_EXCERPTED PASSAGE_

Maximizing symmetric matrices v.s. non-symmetric matrices Quick clarification on the following will be appreciated.
I know that for a real symmetric matrix $M$, the maximum of $x^TMx$ over all unit vectors $x$ gives the largest eigenvalue of $M$. Why is the "symmetry" condition necessary? What if my matrix is not symmetric? Isn't the maximum of $x^TMx=$ still largest eigenvalue of $M$?
Thanks.
 A: You can decompose any asymmetric matrix $M$ into its symmetric and antisymmetric parts, $M=M_S+M_A$, where
$$\begin{align}
M_S&=\frac12(M+M^T),\\
M_A&=\frac12(M-M^T).

_GIVEN DATA_
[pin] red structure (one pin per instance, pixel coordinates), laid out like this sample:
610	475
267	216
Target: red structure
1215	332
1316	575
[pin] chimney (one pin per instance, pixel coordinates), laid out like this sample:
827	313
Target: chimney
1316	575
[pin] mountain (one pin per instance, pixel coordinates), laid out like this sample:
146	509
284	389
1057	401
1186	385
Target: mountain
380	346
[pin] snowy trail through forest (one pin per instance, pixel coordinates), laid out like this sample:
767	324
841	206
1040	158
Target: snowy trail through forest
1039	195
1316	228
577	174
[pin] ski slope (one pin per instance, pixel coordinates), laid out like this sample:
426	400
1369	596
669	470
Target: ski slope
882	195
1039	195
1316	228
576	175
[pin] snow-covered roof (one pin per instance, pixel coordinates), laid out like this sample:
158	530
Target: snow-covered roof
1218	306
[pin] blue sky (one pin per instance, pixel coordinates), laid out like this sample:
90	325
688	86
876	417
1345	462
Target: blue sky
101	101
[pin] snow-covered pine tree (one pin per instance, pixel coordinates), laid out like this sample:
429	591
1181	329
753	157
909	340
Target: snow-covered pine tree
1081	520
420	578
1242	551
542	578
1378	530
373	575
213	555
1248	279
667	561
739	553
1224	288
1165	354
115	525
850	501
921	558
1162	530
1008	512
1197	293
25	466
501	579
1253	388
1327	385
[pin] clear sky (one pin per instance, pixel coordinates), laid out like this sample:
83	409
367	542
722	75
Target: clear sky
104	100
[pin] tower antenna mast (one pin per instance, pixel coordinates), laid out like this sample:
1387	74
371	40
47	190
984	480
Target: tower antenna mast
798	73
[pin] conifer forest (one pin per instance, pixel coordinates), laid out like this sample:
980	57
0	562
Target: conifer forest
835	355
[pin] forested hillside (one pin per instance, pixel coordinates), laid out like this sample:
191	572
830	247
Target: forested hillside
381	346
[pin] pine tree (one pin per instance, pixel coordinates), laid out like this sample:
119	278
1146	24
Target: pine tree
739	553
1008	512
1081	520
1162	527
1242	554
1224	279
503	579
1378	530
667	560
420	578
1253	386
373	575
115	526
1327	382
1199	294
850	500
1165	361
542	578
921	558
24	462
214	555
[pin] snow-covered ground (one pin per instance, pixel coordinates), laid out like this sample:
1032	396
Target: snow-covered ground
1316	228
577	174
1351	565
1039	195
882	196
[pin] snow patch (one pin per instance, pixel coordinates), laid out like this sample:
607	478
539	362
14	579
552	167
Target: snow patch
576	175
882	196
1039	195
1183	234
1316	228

_SET EXERCISE A_
Repeat the matrix thread word for word.
_SET EXERCISE B_
Reproduce the rows exactly, from the line containing "[pin] forested hillside" through the last line of the rows, including both ends.
The matrix thread and the rows are unrelated to each other.

_FULL OUTPUT A_
Maximizing symmetric matrices v.s. non-symmetric matrices Quick clarification on the following will be appreciated.
I know that for a real symmetric matrix $M$, the maximum of $x^TMx$ over all unit vectors $x$ gives the largest eigenvalue of $M$. Why is the "symmetry" condition necessary? What if my matrix is not symmetric? Isn't the maximum of $x^TMx=$ still largest eigenvalue of $M$?
Thanks.
 A: You can decompose any asymmetric matrix $M$ into its symmetric and antisymmetric parts, $M=M_S+M_A$, where
$$\begin{align}
M_S&=\frac12(M+M^T),\\
M_A&=\frac12(M-M^T).

_FULL OUTPUT B_
[pin] forested hillside (one pin per instance, pixel coordinates), laid out like this sample:
191	572
830	247
Target: forested hillside
381	346
[pin] pine tree (one pin per instance, pixel coordinates), laid out like this sample:
119	278
1146	24
Target: pine tree
739	553
1008	512
1081	520
1162	527
1242	554
1224	279
503	579
1378	530
667	560
420	578
1253	386
373	575
115	526
1327	382
1199	294
850	500
1165	361
542	578
921	558
24	462
214	555
[pin] snow-covered ground (one pin per instance, pixel coordinates), laid out like this sample:
1032	396
Target: snow-covered ground
1316	228
577	174
1351	565
1039	195
882	196
[pin] snow patch (one pin per instance, pixel coordinates), laid out like this sample:
607	478
539	362
14	579
552	167
Target: snow patch
576	175
882	196
1039	195
1183	234
1316	228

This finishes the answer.